■ Task requirements
Which lines of the data below contain the word "building"? Pick out each one and copy it in full, treating case as significant.
________________________
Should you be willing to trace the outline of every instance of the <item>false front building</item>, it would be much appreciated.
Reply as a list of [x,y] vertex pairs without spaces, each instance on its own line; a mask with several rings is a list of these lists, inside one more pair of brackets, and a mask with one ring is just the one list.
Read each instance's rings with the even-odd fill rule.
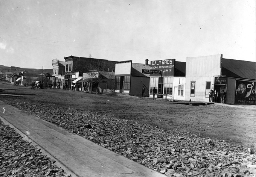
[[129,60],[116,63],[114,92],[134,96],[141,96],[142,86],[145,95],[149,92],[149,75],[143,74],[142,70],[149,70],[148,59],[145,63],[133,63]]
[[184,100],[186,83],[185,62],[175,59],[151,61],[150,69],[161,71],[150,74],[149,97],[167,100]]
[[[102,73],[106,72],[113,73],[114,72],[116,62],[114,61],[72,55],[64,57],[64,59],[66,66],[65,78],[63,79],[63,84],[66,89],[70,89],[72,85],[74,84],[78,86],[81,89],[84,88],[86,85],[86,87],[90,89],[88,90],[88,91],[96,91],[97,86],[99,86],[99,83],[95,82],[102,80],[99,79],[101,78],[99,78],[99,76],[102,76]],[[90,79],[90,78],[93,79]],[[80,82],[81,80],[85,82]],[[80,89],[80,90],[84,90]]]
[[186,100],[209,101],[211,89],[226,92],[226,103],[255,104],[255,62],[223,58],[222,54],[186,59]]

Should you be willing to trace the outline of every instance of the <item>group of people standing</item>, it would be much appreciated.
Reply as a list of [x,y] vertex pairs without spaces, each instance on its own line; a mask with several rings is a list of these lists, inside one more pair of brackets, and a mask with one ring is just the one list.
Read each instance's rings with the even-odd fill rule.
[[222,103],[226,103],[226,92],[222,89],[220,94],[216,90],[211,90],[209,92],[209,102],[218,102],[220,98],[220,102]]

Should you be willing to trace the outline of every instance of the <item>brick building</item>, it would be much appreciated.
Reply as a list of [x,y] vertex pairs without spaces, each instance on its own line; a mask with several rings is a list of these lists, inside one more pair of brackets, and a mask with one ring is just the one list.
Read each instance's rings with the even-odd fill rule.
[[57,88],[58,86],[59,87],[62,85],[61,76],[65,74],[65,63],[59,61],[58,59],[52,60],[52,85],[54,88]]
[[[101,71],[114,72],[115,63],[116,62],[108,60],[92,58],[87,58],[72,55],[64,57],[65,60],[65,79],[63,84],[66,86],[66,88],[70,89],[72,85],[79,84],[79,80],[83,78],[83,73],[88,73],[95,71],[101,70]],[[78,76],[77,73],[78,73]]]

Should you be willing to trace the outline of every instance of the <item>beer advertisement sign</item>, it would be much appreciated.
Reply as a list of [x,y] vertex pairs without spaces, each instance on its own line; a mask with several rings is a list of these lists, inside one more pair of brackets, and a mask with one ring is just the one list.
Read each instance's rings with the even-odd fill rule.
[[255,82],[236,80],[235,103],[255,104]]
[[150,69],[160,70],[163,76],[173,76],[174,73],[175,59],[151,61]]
________________________
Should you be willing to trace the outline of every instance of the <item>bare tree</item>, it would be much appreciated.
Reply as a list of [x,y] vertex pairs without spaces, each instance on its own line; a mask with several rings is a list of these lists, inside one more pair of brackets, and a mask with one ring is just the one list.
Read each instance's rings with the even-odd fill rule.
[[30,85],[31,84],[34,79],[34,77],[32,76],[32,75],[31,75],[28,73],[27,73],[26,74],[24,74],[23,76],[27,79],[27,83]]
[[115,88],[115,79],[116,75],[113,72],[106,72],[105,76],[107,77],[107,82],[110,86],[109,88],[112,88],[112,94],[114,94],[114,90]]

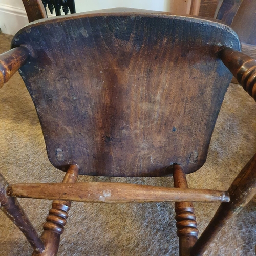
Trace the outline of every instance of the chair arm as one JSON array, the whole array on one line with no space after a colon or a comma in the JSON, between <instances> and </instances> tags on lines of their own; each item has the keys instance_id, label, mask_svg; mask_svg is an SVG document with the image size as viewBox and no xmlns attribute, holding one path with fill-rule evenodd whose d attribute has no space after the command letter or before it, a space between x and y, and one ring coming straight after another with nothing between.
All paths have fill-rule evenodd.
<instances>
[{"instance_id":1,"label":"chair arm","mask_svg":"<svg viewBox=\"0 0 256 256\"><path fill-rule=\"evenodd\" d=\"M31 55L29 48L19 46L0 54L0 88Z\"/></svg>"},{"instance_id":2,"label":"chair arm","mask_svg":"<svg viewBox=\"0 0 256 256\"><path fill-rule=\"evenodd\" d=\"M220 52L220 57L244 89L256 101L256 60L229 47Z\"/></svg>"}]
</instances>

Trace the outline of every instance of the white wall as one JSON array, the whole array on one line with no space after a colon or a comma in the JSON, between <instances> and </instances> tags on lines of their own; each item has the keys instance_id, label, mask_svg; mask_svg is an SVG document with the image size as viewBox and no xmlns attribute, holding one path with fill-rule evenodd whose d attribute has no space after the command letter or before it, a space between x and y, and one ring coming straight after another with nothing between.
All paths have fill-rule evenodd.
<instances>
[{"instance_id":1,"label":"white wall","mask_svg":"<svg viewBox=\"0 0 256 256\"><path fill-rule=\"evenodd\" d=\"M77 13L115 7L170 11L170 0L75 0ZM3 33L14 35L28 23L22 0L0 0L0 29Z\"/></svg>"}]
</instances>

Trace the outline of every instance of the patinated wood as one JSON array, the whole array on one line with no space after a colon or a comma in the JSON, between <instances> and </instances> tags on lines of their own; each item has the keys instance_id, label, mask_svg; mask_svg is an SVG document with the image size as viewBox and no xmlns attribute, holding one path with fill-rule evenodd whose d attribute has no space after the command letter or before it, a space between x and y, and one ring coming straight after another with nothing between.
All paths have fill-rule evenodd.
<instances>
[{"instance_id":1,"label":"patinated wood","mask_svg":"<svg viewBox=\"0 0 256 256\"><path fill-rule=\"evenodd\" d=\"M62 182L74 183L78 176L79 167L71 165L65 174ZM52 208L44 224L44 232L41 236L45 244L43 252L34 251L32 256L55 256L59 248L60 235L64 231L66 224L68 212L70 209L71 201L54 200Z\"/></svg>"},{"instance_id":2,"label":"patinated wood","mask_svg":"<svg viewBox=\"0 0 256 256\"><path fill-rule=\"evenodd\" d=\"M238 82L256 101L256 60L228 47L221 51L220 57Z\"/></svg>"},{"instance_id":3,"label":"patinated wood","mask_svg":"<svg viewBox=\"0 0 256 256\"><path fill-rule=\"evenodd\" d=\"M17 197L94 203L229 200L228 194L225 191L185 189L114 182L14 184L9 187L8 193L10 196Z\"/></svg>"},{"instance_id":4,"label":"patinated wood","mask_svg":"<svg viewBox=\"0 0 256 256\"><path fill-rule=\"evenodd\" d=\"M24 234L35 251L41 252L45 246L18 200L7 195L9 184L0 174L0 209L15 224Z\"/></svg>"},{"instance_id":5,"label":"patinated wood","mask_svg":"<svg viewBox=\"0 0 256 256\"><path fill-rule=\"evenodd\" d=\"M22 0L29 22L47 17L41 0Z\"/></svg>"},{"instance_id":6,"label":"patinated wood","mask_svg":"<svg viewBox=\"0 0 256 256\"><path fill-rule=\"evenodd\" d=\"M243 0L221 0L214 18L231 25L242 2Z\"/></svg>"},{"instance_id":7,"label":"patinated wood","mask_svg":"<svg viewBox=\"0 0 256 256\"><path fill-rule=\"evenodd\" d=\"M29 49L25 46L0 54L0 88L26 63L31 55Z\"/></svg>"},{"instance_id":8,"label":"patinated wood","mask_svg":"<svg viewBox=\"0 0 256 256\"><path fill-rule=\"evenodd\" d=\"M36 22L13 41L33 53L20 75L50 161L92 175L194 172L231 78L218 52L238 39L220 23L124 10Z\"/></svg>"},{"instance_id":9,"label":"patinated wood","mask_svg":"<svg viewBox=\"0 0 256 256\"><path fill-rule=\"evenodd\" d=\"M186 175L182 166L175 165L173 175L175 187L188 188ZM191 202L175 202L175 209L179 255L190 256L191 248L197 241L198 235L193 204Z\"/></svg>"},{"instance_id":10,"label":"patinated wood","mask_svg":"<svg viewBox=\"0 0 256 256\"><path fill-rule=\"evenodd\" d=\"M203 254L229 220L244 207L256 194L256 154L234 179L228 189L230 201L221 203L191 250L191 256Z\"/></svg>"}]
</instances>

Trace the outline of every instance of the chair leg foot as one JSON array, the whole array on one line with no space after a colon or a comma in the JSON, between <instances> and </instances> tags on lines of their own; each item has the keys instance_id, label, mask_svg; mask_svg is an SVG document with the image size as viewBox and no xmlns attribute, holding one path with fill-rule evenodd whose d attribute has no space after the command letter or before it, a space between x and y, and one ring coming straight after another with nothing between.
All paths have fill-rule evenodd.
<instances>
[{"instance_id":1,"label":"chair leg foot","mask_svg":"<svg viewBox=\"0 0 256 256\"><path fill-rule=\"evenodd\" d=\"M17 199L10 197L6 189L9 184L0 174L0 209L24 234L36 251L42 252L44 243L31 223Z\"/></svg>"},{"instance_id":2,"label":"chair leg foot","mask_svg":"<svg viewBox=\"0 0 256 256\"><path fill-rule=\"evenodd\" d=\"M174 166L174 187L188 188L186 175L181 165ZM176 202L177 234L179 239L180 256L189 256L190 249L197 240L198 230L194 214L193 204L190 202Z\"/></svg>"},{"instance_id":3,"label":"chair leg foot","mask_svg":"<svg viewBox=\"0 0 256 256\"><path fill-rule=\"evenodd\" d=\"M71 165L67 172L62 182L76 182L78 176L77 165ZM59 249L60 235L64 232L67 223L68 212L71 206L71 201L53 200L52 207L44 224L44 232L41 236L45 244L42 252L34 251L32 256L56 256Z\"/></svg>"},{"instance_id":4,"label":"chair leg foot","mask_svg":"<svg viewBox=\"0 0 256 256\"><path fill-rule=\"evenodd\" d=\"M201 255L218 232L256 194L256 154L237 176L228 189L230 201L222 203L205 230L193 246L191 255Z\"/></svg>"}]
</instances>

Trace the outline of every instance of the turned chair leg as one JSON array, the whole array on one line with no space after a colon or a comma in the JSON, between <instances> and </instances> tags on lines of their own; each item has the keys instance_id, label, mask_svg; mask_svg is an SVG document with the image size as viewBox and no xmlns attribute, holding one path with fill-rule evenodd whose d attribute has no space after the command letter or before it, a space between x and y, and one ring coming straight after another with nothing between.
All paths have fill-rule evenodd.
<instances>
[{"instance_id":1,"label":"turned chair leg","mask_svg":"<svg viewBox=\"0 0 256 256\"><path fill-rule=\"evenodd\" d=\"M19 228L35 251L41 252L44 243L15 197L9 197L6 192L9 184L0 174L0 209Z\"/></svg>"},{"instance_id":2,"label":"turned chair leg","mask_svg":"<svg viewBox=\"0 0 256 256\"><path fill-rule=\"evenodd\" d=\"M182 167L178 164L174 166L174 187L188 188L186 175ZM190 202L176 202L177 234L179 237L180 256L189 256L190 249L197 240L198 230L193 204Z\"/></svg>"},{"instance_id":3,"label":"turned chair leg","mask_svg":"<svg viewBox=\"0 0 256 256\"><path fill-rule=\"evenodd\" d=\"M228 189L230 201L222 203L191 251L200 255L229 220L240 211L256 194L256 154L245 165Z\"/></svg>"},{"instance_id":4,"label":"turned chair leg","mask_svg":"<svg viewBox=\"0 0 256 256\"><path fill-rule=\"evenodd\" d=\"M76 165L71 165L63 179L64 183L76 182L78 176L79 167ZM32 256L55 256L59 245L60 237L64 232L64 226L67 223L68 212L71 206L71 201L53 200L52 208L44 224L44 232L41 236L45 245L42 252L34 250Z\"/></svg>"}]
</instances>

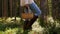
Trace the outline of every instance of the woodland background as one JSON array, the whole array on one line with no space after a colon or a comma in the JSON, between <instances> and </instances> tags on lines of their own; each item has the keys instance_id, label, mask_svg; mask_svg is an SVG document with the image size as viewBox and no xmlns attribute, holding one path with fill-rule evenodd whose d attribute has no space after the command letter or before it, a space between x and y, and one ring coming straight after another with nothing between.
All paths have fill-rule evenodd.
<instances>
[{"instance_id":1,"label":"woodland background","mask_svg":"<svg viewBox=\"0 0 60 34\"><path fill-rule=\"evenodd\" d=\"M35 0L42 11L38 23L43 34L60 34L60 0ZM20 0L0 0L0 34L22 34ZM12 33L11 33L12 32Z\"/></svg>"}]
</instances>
________________________
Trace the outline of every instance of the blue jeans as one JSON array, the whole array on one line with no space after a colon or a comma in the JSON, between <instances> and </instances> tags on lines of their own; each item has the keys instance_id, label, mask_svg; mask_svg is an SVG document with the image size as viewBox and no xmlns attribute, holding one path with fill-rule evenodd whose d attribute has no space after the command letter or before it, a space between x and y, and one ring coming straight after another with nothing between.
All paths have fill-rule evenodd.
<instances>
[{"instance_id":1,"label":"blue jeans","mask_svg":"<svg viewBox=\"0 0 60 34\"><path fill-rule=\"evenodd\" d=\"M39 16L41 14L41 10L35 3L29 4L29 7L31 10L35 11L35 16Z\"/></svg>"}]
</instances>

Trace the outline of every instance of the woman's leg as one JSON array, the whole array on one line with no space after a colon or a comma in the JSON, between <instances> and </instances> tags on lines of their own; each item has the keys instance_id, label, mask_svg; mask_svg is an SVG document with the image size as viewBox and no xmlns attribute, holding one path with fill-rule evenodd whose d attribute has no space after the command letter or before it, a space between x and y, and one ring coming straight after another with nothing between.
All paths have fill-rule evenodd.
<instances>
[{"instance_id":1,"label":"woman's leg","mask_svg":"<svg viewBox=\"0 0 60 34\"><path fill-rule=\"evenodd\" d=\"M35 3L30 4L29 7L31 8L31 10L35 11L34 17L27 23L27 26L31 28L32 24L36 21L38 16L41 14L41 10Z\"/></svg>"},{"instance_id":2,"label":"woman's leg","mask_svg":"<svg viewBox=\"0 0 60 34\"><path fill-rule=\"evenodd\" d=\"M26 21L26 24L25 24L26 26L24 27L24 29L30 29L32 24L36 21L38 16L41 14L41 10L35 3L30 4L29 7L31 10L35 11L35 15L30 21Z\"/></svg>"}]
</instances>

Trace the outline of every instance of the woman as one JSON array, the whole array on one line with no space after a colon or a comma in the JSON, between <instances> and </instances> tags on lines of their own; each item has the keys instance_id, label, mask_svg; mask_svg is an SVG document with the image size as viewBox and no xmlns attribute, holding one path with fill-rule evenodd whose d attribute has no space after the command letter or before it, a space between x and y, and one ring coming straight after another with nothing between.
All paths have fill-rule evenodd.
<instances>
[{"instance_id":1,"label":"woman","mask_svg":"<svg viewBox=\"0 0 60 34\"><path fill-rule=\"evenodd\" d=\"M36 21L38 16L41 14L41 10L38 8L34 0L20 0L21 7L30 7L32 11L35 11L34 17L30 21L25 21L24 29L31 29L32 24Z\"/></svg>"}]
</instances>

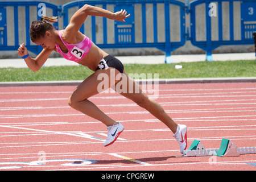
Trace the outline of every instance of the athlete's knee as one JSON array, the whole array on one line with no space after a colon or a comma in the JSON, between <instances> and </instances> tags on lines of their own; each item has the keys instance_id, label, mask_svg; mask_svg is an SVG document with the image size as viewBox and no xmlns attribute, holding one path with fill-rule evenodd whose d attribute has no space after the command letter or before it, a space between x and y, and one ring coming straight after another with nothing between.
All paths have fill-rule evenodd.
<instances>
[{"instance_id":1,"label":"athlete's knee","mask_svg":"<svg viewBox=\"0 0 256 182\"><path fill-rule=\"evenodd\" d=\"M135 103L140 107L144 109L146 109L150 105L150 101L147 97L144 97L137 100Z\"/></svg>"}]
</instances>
________________________
■ Result for this task
Should you be willing to trace the outline of every instance of the <item>false front building</item>, it would be much appreciated.
Should you be willing to trace the outline of every instance of the <item>brick building</item>, it would be much appreciated.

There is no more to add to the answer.